::: Trecho apresentado :::

Por Wanderley Garcia
Que Hercule Florence foi um dos inventores da fotografia você já deve ter ouvido falar. Mas talvez o que você não saiba é que ele também foi boticário, desenhista, ilustrador, impressor, fazendeiro, dono de escravos, comerciante, professor, dono de colégio. E boa parte disso em Campinas (antiga Vila de São Carlos), onde morou por 50 dos seus 75 anos de vida.
Antoine Hercule Romuald Florence, também chamado por aqui de Hercules Florence ou Hércules Florence, nasceu em Nice (França), em 1804, e aos 20 anos de idade veio ao Brasil. Participou da Expedição Langsdorff (1826-1829), uma aventura de 13 mil quilômetros pelo interior do país para conhecer sua população indígena, as terras, rios, fauna e flora. Desta expedição, produziu inúmeros desenhos, registrando as pessoas, paisagens e espécies encontradas na viagem. “Ele era desenhista e depois o único que sobrou lúcido e faz todo o relatório final [da expedição]. Os desenhos, as pinturas e as aquarelas que ele faz das diferentes tribos de indígenas é maravilhoso” comenta a historiadora econômica, Maria Alice Rosa Ribeiro.

Imagem no site do Instituto Hercule Florence. 1828, aquarela sobre papel, coleção da Academia de Ciências (São Petersburgo)
Na expedição, além de desenhos e relatório escrito, Hercule faz algo inovador. Cria a zoofonia, registrando notas musicais para anotar os sons dos animais. “Como não tinha gravador, não tinha nenhuma forma de registrar o som na época, ele cria essa notação musical, que eu acho uma coisa muito incrível”, comenta a artista e pesquisadora, Ana Angélica Costa, uma das criadoras da Sala Hercule Florence, inaugurada em maio de 2024 no Museu da Imagem e do Som (MIS) Campinas.

::: Dados fornecidos :::

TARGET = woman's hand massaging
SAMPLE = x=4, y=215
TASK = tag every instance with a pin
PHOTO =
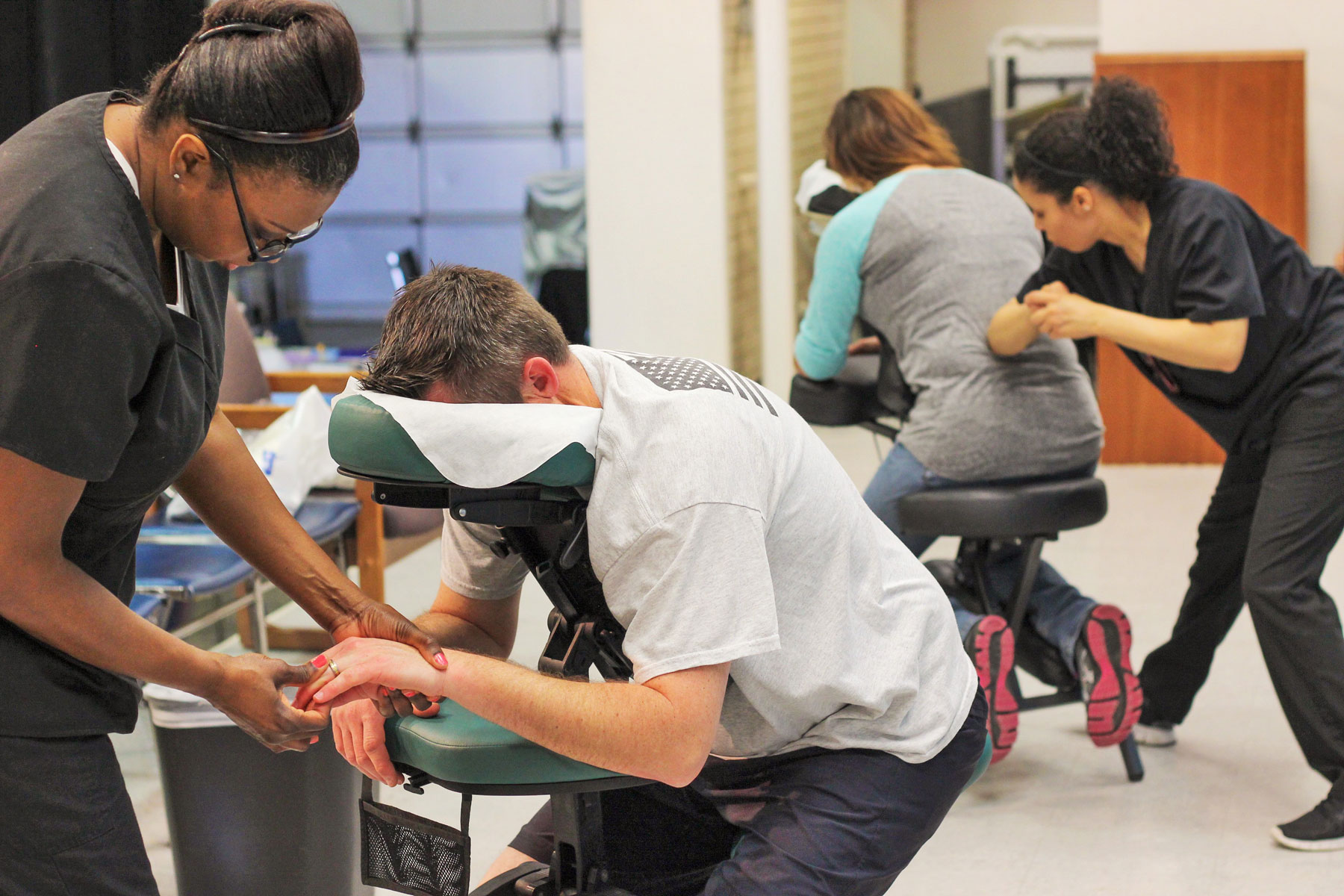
x=371, y=669
x=1062, y=314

:::

*Comando da tarefa*
Dê continuidade ao texto sobre Hercule Florence a partir do ponto em que ele termina.

*Resultado da tarefa*
Ao voltar da expedição, Hercule se casou com Maria Angélica Álvares Machado Vasconcelos (1812/4-1850), filha do cirurgião-mor e comendador Francisco Álvares Machado e Vasconcelos (1791-1846) e de Cândida Maria de Vasconcelos Barros (17??-1851). Este casamento foi o início do laço de Hercule com Campinas, onde a família veio morar.

Imagem: a esposa de Hercule Florence, Maria Angélica/acervo Instituto Hercule Florence
A vida em Campinas e a invenção da fotografia
Então desenhista, Hercule se aventurou na venda de tecidos que trazia do Rio de Janeiro para Campinas. Porém a historiadora Maria Alice acredita que o empreendimento foi um fracasso. “Ele era péssimo vendedor. Ia ao Rio, comprava tecidos, e não conseguia [vender}. Sobrou até no inventário, está lá a quantidade de tecidos que sobraram [após sua morte]”, conta.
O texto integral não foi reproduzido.